> _Extract_

In 2012, Aiko met with No I.D., record producer and vice president of A&R at Def Jam, who ended up signing Aiko to his Artium Records imprint through Def Jam. Aiko released the track "3:16AM", which was made available for digital download on iTunes September 4, 2012. The song was released as the first single from Sail Out. In 2012, Aiko was also the opening act on the highly anticipated "Life Is Good/Black Rage" concert tour headlined by fellow American artists, rapper Nas and singer-songwriter Lauryn Hill. In June 2013, Aiko was featured on the Big Sean song "Beware", which became her first song to chart on the US Billboard Hot 100. In October 2013, it was revealed Aiko would open for Canadian rapper Drake on his Would You like a Tour? concert tour.

Aiko then released her debut EP, Sail Out, on November 12, 2013. The EP debuted at number eight on the US Billboard 200 chart, with first-week sales of 34,000 copies. On January 14, 2014, "The Worst" was serviced to rhythmic contemporary radio in the United States as the album's third single. On May 2, 2014 "The Worst" rose from three to one on the airplay Mainstream R&B/Hip-Hop, in doing so she became the first female artist to top the chart as a lead with a debut single since Jazmine Sullivan in 2008. The song peaked on the US Billboard Hot 100 at forty-three, becoming Aiko's first solo release to chart in the region, the song also peaked at number eleven on the US Hot R&B/Hip-Hop Songs.

Collection entries:
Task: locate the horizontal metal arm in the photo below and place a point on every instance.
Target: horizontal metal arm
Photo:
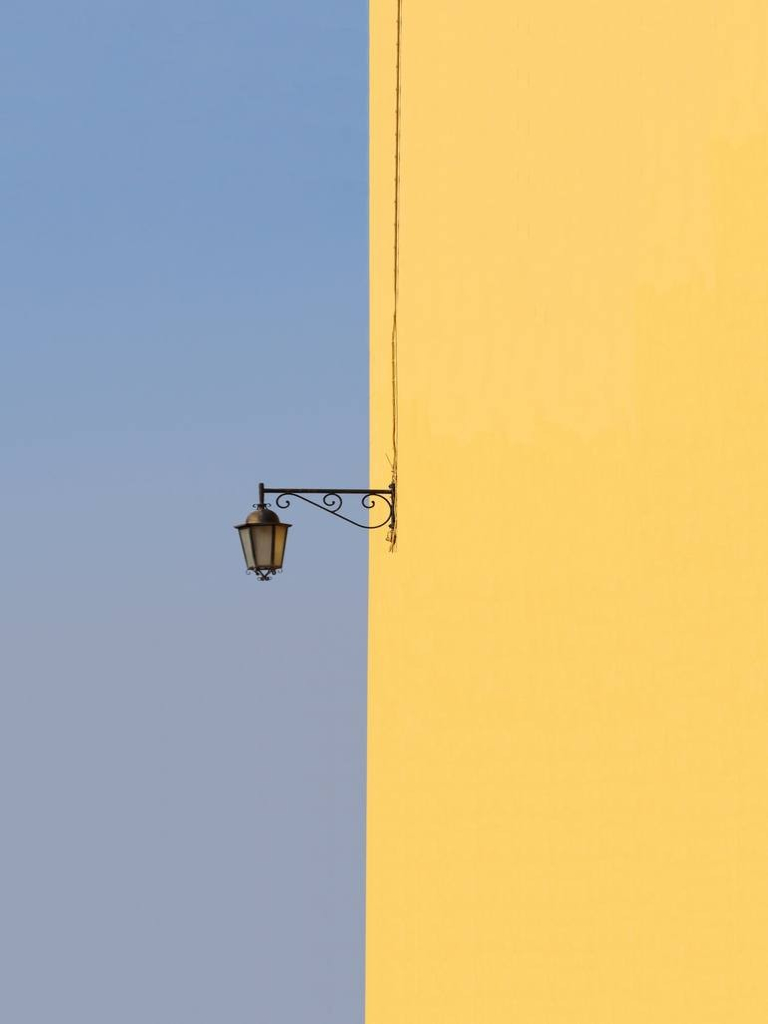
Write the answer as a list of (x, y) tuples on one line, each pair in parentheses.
[(333, 502)]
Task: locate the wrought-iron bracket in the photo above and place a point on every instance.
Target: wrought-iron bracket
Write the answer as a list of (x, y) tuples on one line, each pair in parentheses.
[(332, 501)]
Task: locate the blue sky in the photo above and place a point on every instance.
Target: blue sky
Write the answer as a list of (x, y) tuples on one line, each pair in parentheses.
[(183, 312)]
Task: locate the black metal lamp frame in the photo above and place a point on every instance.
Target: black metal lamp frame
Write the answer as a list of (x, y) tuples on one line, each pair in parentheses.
[(332, 501)]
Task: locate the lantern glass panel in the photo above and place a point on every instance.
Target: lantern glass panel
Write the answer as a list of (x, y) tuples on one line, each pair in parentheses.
[(245, 540)]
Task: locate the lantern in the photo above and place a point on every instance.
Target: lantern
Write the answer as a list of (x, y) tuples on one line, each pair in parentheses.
[(263, 539)]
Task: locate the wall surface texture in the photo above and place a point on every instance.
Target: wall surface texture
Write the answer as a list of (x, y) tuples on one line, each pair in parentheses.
[(568, 651)]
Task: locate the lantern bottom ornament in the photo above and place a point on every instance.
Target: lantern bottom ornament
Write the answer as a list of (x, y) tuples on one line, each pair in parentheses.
[(263, 539)]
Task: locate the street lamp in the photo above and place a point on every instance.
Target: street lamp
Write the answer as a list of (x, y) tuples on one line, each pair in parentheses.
[(263, 536)]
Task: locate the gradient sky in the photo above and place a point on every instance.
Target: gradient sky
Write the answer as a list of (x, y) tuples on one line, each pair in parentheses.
[(183, 312)]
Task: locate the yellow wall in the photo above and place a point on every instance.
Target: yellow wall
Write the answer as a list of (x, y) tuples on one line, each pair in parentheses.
[(568, 668)]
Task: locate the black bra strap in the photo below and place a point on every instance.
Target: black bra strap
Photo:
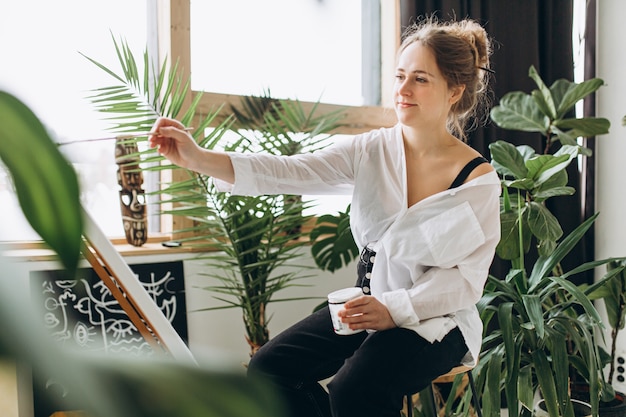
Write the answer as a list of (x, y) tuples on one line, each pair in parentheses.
[(467, 169)]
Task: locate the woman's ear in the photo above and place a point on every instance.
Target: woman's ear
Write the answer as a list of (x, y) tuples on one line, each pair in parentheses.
[(456, 93)]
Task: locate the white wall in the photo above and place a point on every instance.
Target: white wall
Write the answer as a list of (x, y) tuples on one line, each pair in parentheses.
[(610, 181)]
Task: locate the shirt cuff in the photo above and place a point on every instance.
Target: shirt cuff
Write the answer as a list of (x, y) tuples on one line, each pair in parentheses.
[(400, 307)]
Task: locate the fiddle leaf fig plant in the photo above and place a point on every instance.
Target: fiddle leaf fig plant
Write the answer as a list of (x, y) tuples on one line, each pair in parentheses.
[(544, 324)]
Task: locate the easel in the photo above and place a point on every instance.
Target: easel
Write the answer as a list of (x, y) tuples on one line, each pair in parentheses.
[(130, 294)]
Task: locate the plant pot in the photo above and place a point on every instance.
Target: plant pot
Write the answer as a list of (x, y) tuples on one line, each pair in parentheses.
[(614, 408), (581, 409)]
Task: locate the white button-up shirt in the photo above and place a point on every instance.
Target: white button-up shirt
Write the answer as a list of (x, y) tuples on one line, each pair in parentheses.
[(432, 259)]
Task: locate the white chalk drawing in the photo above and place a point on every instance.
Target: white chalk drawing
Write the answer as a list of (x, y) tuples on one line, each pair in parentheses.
[(83, 313)]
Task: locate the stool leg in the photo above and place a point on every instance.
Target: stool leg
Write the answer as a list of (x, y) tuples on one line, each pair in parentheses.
[(409, 405), (475, 398), (433, 402)]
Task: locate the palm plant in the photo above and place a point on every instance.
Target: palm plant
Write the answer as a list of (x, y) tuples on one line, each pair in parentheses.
[(48, 192), (246, 239)]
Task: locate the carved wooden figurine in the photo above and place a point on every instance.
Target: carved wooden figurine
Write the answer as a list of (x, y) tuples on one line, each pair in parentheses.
[(132, 196)]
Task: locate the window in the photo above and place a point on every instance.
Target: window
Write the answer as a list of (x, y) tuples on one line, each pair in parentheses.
[(41, 42), (337, 62), (308, 50)]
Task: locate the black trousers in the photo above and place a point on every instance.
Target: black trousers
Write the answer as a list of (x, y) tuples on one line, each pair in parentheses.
[(371, 371)]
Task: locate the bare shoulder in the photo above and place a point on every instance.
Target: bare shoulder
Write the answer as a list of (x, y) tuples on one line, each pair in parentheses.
[(468, 153)]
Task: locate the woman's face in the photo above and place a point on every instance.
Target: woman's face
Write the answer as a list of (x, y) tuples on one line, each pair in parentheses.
[(421, 94)]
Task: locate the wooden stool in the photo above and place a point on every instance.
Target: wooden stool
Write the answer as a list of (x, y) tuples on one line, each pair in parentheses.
[(447, 378)]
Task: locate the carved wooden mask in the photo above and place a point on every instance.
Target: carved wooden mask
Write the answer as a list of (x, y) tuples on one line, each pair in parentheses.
[(132, 196)]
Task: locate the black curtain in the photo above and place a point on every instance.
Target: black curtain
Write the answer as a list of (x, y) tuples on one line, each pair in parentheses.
[(524, 33)]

> _Assigned task_
Rewrite the passage on Aiko's career, beginning at the words "Aiko then released" and stopping after "Hot R&B/Hip-Hop Songs.", with "urban contemporary" in place of "rhythmic contemporary". The material has no connection to the text.

> _Response to this exercise_
Aiko then released her debut EP, Sail Out, on November 12, 2013. The EP debuted at number eight on the US Billboard 200 chart, with first-week sales of 34,000 copies. On January 14, 2014, "The Worst" was serviced to urban contemporary radio in the United States as the album's third single. On May 2, 2014 "The Worst" rose from three to one on the airplay Mainstream R&B/Hip-Hop, in doing so she became the first female artist to top the chart as a lead with a debut single since Jazmine Sullivan in 2008. The song peaked on the US Billboard Hot 100 at forty-three, becoming Aiko's first solo release to chart in the region, the song also peaked at number eleven on the US Hot R&B/Hip-Hop Songs.